Records supplied:
↓↓↓
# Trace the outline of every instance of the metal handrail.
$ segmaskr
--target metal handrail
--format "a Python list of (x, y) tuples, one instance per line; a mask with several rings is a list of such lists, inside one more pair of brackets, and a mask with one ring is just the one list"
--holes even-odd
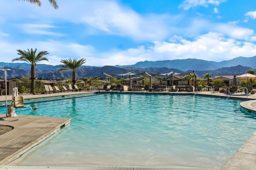
[(98, 91), (98, 88), (97, 88), (95, 86), (91, 86), (91, 88), (90, 89), (90, 91)]
[(204, 87), (203, 88), (202, 88), (202, 89), (200, 91), (198, 91), (197, 93), (195, 94), (193, 96), (195, 96), (196, 95), (197, 95), (197, 93), (204, 90), (205, 88), (206, 87), (211, 87), (211, 95), (212, 95), (212, 86), (206, 86), (205, 87)]
[(232, 95), (234, 95), (234, 94), (235, 94), (235, 93), (237, 93), (238, 91), (240, 89), (246, 89), (246, 97), (248, 97), (248, 89), (247, 89), (247, 87), (241, 87), (239, 89), (238, 89), (238, 90), (237, 90), (236, 91), (235, 91), (233, 93), (231, 94), (231, 95), (230, 95), (230, 96), (228, 96), (228, 98), (227, 98), (226, 99), (228, 99), (229, 98), (230, 98), (230, 96), (231, 96)]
↑↑↑
Aim of the task:
Rewrite the items above, replacing "metal handrail" with "steel railing" and changing nothing else. Leave the pictures out of your answer.

Worked answer:
# Trace the outline of every instance of the steel railing.
$ segmaskr
--target steel railing
--format "a Python list of (x, y) tuples, one instance per line; a mask with several rings is a list of such lists, inside one more pair of brackets, and a mask with one ring is just the one list"
--holes even-odd
[(98, 91), (98, 88), (97, 88), (95, 86), (91, 86), (91, 88), (90, 89), (90, 91)]
[(204, 87), (203, 88), (202, 88), (202, 89), (200, 91), (198, 91), (197, 93), (195, 94), (193, 96), (195, 96), (196, 95), (197, 95), (197, 93), (204, 90), (205, 88), (206, 87), (211, 87), (211, 95), (212, 95), (212, 86), (206, 86), (205, 87)]
[(232, 95), (234, 95), (234, 94), (235, 94), (235, 93), (237, 93), (238, 91), (240, 89), (246, 89), (246, 97), (248, 97), (248, 89), (247, 89), (247, 87), (241, 87), (239, 89), (238, 89), (238, 90), (237, 90), (236, 91), (235, 91), (233, 93), (231, 94), (231, 95), (230, 95), (230, 96), (228, 96), (228, 98), (227, 98), (226, 99), (228, 99), (229, 98), (230, 98), (230, 96), (231, 96)]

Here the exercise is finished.